- Stated task A
Copy out every line of the entries below that contains the word "roof".

====== Text excerpt ======

Studio album by Paban Das Baul
- Released: May 24, 2010
- Recorded: 2006, 2009
- Studio: Montreuil, Paris; Net Guru Studios, Kolkata; WAC Recording Studio, London;
- Genre: folk; world; country;
- Length: 54:08
- Label: Riverboat Records; World Music Network;

Paban Das Baul chronology
| Inner Knowledge (1997) | Music of the Honey Gatherers (2010) |  |

= Music of the Honey Gatherers =

Music of the Honey Gatherers is the second solo studio album by Bengali Baul singer and musician Paban Das Baul. The album was released in the United Kingdom on 24 May 2010 by Riverboat Records and World Music Network.

==Production and recording==
The tracks used for the album took four years to complete. The album was worked on in London and Montreuil, France.The rest of the songs ware recorded at Net Guru Studios in Kolkata.

====== Provided data ======

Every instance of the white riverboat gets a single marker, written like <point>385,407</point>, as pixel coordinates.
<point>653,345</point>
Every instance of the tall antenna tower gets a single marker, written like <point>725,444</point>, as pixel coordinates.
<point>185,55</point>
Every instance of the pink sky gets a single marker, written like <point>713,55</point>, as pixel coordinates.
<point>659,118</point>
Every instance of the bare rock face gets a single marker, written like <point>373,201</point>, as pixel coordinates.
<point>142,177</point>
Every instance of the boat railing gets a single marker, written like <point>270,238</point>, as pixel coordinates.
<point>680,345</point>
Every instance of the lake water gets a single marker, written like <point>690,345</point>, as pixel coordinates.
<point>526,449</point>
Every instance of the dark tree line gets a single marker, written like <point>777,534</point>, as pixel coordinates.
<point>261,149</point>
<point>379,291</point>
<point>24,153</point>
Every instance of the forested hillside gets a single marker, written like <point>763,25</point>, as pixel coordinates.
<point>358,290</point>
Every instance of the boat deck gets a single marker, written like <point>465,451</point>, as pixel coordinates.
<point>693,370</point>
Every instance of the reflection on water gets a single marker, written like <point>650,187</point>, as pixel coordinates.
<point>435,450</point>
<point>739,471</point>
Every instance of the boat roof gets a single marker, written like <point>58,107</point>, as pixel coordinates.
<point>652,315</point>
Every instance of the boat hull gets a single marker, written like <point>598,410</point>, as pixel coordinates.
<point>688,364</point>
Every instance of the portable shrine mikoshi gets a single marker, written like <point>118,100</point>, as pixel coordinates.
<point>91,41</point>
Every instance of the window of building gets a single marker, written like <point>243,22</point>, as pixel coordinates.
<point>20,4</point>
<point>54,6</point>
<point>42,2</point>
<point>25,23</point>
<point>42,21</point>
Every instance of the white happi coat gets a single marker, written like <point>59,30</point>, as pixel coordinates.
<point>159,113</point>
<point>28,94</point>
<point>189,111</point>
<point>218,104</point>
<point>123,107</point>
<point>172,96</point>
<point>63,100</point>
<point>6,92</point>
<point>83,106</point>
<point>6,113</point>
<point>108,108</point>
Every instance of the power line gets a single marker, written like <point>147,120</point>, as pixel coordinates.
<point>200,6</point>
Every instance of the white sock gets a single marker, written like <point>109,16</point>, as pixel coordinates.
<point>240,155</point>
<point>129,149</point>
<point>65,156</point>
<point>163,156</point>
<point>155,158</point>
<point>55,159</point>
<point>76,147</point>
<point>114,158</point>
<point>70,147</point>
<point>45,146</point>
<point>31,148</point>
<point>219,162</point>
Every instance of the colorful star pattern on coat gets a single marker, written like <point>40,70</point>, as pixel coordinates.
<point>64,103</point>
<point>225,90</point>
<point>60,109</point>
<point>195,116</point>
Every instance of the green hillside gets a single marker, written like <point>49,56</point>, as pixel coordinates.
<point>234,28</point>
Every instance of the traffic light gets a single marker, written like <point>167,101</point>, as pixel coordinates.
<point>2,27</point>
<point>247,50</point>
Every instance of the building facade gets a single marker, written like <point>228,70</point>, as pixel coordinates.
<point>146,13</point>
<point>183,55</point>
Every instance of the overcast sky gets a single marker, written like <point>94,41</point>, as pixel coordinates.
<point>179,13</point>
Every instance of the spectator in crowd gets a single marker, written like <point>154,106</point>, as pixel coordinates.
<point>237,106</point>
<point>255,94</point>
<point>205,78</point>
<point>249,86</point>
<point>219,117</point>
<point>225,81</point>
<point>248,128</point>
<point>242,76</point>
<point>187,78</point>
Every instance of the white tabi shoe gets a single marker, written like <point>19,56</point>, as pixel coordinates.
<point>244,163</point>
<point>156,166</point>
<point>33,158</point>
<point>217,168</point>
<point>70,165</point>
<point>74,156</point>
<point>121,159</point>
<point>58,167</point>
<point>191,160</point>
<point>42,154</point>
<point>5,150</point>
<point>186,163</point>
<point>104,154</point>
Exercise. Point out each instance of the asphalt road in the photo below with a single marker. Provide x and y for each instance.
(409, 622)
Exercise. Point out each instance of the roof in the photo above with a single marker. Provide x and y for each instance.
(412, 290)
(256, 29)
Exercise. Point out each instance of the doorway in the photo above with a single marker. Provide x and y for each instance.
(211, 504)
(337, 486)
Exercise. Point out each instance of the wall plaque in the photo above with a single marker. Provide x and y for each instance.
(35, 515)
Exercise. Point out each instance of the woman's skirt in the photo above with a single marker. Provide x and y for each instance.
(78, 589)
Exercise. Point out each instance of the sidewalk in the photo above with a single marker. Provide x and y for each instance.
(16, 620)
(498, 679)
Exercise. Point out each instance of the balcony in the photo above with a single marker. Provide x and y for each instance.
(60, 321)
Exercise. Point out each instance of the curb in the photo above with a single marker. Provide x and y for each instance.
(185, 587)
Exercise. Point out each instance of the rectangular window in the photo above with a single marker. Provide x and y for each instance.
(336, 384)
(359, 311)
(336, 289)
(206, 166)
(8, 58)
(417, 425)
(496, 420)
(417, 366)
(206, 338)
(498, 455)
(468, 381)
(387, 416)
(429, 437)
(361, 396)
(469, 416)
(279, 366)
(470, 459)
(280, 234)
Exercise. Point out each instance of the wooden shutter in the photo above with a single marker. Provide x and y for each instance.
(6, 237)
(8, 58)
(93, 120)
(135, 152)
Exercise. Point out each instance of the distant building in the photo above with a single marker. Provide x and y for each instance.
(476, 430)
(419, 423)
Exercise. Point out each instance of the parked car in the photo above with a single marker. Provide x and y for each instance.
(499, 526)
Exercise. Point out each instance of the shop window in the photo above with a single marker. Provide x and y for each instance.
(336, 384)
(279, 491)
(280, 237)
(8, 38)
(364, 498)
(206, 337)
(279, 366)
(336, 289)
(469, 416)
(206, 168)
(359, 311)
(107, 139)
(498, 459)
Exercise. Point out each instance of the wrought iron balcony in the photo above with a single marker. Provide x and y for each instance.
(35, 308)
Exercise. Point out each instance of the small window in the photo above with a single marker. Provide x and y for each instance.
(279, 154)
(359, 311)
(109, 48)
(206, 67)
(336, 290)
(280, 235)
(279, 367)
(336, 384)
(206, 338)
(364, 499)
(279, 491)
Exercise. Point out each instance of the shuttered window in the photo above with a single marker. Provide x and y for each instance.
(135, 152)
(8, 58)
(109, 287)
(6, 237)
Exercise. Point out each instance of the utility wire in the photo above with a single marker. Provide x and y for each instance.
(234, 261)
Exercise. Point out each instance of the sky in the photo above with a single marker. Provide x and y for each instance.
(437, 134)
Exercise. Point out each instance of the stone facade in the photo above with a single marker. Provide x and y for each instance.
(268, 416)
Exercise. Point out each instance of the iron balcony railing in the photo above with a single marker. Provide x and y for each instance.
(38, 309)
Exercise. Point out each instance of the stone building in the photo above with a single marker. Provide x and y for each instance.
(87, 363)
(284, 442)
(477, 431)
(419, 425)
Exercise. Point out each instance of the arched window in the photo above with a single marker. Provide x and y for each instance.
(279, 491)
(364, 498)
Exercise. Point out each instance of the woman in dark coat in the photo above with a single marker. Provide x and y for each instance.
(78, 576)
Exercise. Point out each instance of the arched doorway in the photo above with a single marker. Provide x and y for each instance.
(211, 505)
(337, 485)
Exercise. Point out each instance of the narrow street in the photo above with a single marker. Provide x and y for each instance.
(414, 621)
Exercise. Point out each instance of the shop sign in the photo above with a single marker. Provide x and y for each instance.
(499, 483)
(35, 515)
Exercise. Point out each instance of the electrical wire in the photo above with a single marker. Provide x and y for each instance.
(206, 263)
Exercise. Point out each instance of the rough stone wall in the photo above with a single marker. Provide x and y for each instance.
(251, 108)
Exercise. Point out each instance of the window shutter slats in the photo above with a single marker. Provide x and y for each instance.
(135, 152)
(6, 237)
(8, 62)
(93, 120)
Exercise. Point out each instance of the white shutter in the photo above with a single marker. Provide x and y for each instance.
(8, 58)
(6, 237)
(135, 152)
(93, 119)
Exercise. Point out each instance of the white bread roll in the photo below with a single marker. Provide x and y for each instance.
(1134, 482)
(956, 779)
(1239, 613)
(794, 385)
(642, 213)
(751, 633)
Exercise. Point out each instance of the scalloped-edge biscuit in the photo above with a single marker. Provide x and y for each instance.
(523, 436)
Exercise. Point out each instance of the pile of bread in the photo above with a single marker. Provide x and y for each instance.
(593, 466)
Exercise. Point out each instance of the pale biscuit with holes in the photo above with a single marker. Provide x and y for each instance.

======

- Stated task B
Rewrite the stretch of the album text above from "Studio album by Paban" through "World Music Network.", changing "Riverboat Records" to "Riverboat Music" throughout.

- Task result A
Every instance of the boat roof gets a single marker, written like <point>58,107</point>, as pixel coordinates.
Exercise. Point out each instance of the roof in the photo above with a single marker. Provide x and y for each instance.

- Task result B
Studio album by Paban Das Baul
- Released: May 24, 2010
- Recorded: 2006, 2009
- Studio: Montreuil, Paris; Net Guru Studios, Kolkata; WAC Recording Studio, London;
- Genre: folk; world; country;
- Length: 54:08
- Label: Riverboat Music; World Music Network;

Paban Das Baul chronology
| Inner Knowledge (1997) | Music of the Honey Gatherers (2010) |  |

= Music of the Honey Gatherers =

Music of the Honey Gatherers is the second solo studio album by Bengali Baul singer and musician Paban Das Baul. The album was released in the United Kingdom on 24 May 2010 by Riverboat Music and World Music Network.